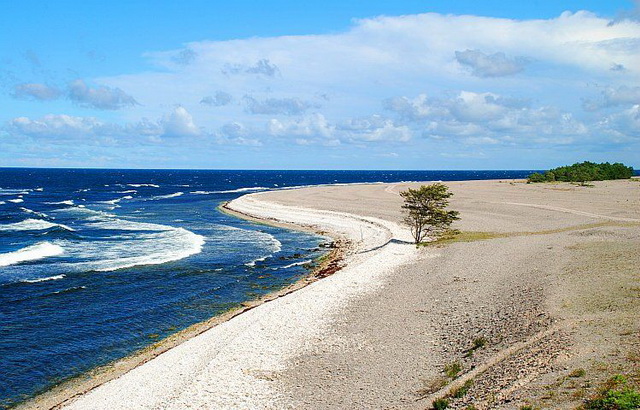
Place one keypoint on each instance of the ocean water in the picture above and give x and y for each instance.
(96, 264)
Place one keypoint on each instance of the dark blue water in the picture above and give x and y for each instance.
(96, 264)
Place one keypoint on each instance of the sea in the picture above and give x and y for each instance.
(96, 264)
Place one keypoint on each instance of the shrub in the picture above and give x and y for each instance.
(615, 396)
(452, 370)
(440, 404)
(425, 212)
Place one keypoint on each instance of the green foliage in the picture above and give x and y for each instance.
(584, 171)
(615, 396)
(452, 370)
(479, 342)
(578, 373)
(425, 210)
(462, 390)
(537, 177)
(440, 404)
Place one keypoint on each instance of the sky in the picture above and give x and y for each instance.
(335, 84)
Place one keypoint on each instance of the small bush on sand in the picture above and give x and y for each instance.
(425, 210)
(452, 369)
(615, 395)
(462, 390)
(440, 404)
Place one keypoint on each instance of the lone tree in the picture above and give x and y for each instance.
(425, 212)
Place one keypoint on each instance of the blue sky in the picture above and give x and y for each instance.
(319, 85)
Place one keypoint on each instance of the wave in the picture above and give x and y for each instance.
(237, 238)
(33, 225)
(150, 248)
(68, 202)
(115, 201)
(56, 277)
(159, 197)
(291, 265)
(141, 185)
(14, 192)
(73, 289)
(31, 253)
(232, 191)
(30, 211)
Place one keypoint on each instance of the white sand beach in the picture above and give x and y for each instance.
(550, 286)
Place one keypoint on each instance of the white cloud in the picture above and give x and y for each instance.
(493, 65)
(275, 106)
(179, 124)
(623, 124)
(41, 92)
(614, 97)
(56, 126)
(103, 98)
(327, 89)
(483, 116)
(218, 100)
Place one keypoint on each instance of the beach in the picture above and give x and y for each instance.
(547, 284)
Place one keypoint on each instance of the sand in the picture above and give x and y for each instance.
(554, 288)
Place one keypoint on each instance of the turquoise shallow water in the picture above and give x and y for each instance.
(96, 264)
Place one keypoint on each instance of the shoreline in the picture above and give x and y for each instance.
(275, 326)
(381, 330)
(66, 391)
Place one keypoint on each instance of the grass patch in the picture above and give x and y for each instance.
(577, 373)
(614, 395)
(440, 404)
(455, 235)
(478, 343)
(452, 370)
(462, 390)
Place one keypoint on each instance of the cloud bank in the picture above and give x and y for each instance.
(429, 83)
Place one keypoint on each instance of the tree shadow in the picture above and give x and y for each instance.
(392, 240)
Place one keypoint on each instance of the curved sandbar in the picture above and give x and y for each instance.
(232, 365)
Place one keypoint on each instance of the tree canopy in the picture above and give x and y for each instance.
(584, 171)
(425, 210)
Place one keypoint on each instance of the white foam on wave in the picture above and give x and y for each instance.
(30, 211)
(291, 265)
(125, 225)
(14, 192)
(165, 244)
(141, 185)
(68, 202)
(115, 201)
(33, 225)
(56, 277)
(266, 242)
(233, 191)
(31, 253)
(159, 197)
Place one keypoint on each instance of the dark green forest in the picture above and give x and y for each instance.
(583, 172)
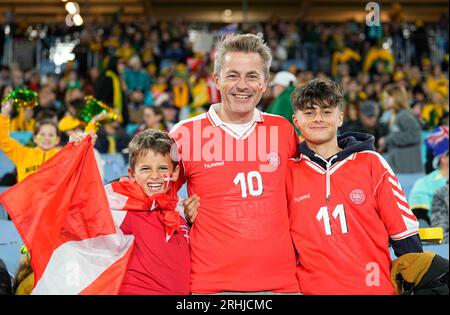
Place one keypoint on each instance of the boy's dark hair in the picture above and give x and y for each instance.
(321, 92)
(150, 139)
(43, 122)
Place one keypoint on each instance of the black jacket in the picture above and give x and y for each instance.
(352, 142)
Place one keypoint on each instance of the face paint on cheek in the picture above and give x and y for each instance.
(167, 178)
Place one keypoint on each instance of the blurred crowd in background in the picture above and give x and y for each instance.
(158, 73)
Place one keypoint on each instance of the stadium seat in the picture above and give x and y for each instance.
(6, 166)
(407, 181)
(114, 167)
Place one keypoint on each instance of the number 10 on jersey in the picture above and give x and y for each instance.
(248, 183)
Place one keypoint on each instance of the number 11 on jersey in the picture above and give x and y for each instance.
(339, 211)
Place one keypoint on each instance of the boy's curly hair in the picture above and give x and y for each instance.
(150, 140)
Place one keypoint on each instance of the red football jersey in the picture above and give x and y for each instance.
(342, 243)
(240, 240)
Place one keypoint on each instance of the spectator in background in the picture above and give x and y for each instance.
(439, 210)
(112, 138)
(282, 85)
(24, 120)
(28, 160)
(5, 280)
(24, 280)
(153, 119)
(403, 139)
(137, 79)
(424, 188)
(108, 89)
(169, 115)
(368, 121)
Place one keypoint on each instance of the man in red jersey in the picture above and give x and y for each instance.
(345, 203)
(234, 157)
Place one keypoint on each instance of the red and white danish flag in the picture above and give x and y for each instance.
(63, 216)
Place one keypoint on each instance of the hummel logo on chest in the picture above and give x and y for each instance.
(210, 165)
(298, 199)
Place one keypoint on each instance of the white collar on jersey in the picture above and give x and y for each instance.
(216, 121)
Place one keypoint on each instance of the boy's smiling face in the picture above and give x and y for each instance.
(319, 125)
(153, 172)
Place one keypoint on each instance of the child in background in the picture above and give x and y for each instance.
(28, 160)
(345, 203)
(144, 205)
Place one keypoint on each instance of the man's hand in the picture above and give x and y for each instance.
(78, 137)
(191, 205)
(100, 117)
(7, 107)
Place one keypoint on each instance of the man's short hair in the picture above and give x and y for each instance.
(320, 92)
(247, 43)
(150, 140)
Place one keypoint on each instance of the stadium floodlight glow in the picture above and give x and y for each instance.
(77, 20)
(227, 13)
(72, 7)
(69, 20)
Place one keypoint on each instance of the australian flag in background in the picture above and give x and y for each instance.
(437, 141)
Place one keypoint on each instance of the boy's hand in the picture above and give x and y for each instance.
(7, 107)
(191, 205)
(78, 137)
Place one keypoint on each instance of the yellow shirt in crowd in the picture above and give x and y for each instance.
(27, 160)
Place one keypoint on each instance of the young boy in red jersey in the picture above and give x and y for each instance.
(144, 205)
(345, 203)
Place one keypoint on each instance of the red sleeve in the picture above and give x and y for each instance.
(289, 190)
(293, 140)
(392, 205)
(181, 176)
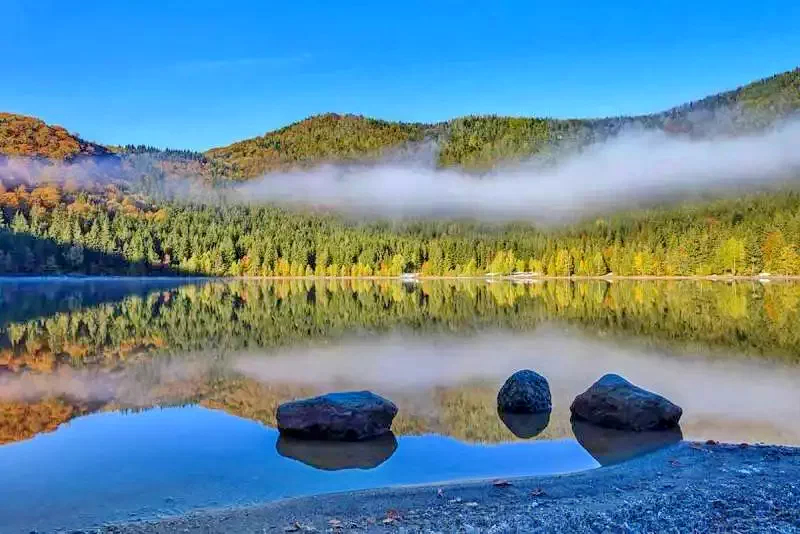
============================================================
INSTRUCTIONS FOR THE TASK: Without including any pictures, output all the entries above exactly.

TASK OUTPUT:
Place one keypoint on each instance of the ocean water in the picture above and give x and y for each instance.
(96, 264)
Place one keypoint on each instance of the dark blue water in the picture above and give x and y for each instance.
(96, 264)
Place one keypoint on each instance of the sea in the picture above and give x and y for each instance.
(96, 264)
Place one keypoint on each instance of the shrub in the picture above and give x and y for each instance.
(615, 396)
(452, 370)
(440, 404)
(425, 212)
Place one keypoint on each instance of the green foliage in the picture above and give x and y for each instance.
(584, 171)
(615, 396)
(452, 370)
(479, 342)
(578, 373)
(425, 210)
(462, 390)
(537, 177)
(440, 404)
Place one keypoint on each instance of the sky in the picture above and give x and y for each instance.
(335, 84)
Place one keypoint on each instance of the small bush on sand in the picture above and give x and y for each instance.
(425, 210)
(452, 369)
(615, 395)
(462, 390)
(440, 404)
Place one keypoint on each instance of the lone tree in the picture above and give x and y for each instance.
(425, 212)
Place one keypoint on each instance of the blue sky in the picture above and give x and y for each instance.
(319, 85)
Place one keypoint on each instance of the wave in the picture above and give x and y for each instance.
(237, 238)
(33, 225)
(150, 248)
(68, 202)
(115, 201)
(56, 277)
(159, 197)
(291, 265)
(141, 185)
(14, 192)
(73, 289)
(31, 253)
(232, 191)
(30, 211)
Place one keypoint on each instance of the white sand beach in the picture above and give x and y for each instance.
(550, 286)
Place one keypoint on each instance of the white cloud in the picture above and give x and y for each instance.
(493, 65)
(275, 106)
(179, 124)
(623, 124)
(41, 92)
(614, 97)
(56, 126)
(103, 98)
(327, 89)
(483, 116)
(218, 100)
Place one keypoint on each instance of the beach in the picture above and give x and y for each instance.
(547, 284)
Place one keypoint on each instance of the sand in the picture above and give x and y for each instance.
(554, 288)
Place one keypoint on each instance of the turquoise shallow water in the picture above and give x and y for each instance.
(96, 264)
Place one keypoint on each instance of the shoreline in the picture above and give x and y for each instance.
(275, 326)
(381, 330)
(66, 391)
Place one keypoint on each instance of the grass patch in the picture above and give x and y for each instance.
(577, 373)
(614, 395)
(440, 404)
(455, 235)
(478, 343)
(452, 370)
(462, 390)
Place one keypoint on each instance of the cloud bank in the picture above and give x and y for each instance.
(429, 83)
Place one keypoint on each instance of the tree shadow in the picture above and give x and y for each instance.
(392, 240)
Place one keypoint on each instance of the curved sandbar in the picture above and give x and y for each instance.
(232, 365)
Place one keypoint on each instance of the tree canopy in the picture above and give x and y for each instance.
(584, 171)
(425, 210)
Place one keypoint on each instance of the white foam on wave in the picture above and give x and y for each instance.
(30, 211)
(291, 265)
(125, 225)
(14, 192)
(165, 244)
(141, 185)
(68, 202)
(115, 201)
(33, 225)
(56, 277)
(266, 242)
(233, 191)
(31, 253)
(159, 197)
Place one keypoint on each instance of the dark green forest in the picture above and give x and y for each instance.
(583, 172)
Place one keypoint on each instance of the boy's dark hair in the picture above and give x and y for each instance.
(321, 92)
(150, 139)
(43, 122)
Place one keypoint on each instance of the black jacket in the picture above and give x and y for each instance.
(352, 142)
Place one keypoint on each instance of the face paint on cheek in the picture above and give x and y for each instance.
(167, 178)
Place one keypoint on each instance of the blurred crowd in background in the picture above and give x and y for each instance.
(158, 73)
Place one keypoint on each instance of the stadium seat in the picture above and give x and y for each instance.
(6, 166)
(407, 181)
(114, 167)
Place one keypoint on each instance of the number 10 on jersey in the picture above and give x and y for each instance.
(248, 183)
Place one keypoint on each instance of the number 11 on jersey in the picture above and give x and y for each instance.
(339, 211)
Place one keypoint on each instance of the boy's curly hair in the picture above and give x and y for each instance.
(150, 140)
Place one keypoint on each instance of the red football jersey in the picture above and give x and y for each instance.
(342, 243)
(240, 240)
Place one keypoint on each instance of the spectator in background in the picture above and give x and y for each instance.
(439, 210)
(112, 138)
(282, 85)
(24, 120)
(28, 160)
(5, 280)
(24, 280)
(153, 119)
(403, 139)
(137, 79)
(424, 188)
(108, 89)
(169, 115)
(368, 121)
Place one keypoint on each instance of the man in red jersey in the picture above and give x and y for each instance.
(345, 203)
(234, 157)
Place one keypoint on each instance of the red and white danish flag in the picture above and give x and y for each instance.
(63, 216)
Place one keypoint on each instance of the hummel logo on chest in the picture above and give x and y for each instance.
(210, 165)
(298, 199)
Place one keypoint on each instance of the white collar on jersey in the picture above and give x and y for each instance.
(216, 121)
Place one keypoint on each instance of the boy's smiling face in the picture above and give x and y for each instance.
(319, 125)
(153, 172)
Place one keypoint on each instance of the child in background in the picture above and give x and y for each instance.
(28, 160)
(345, 203)
(144, 205)
Place one keypoint on each instance of the man's hand in the picture above and give x and y for each instance.
(78, 137)
(191, 205)
(100, 117)
(7, 107)
Place one keypoint on each instance of the man's short hair in the picture above and give x and y for each instance.
(320, 92)
(247, 43)
(150, 140)
Place one keypoint on each instance of the stadium floodlight glow in the picture above and give x and y for each instance.
(77, 20)
(227, 13)
(72, 7)
(69, 20)
Place one keypoint on each instance of the australian flag in background in the picture above and give x and y for each instance.
(437, 141)
Place one keypoint on each instance of the boy's hand in the picture above and give x and y for each instance.
(7, 107)
(191, 205)
(78, 137)
Place one keypoint on each instance of the yellow shirt in crowd in the picture above and give x and y for each instance.
(27, 160)
Place one keypoint on each instance of the young boy in red jersey in the picture above and give x and y for each instance.
(144, 205)
(345, 203)
Place one keypoint on each instance of the red sleeve in the picture above and give x and y for each instance.
(289, 190)
(293, 140)
(392, 205)
(181, 176)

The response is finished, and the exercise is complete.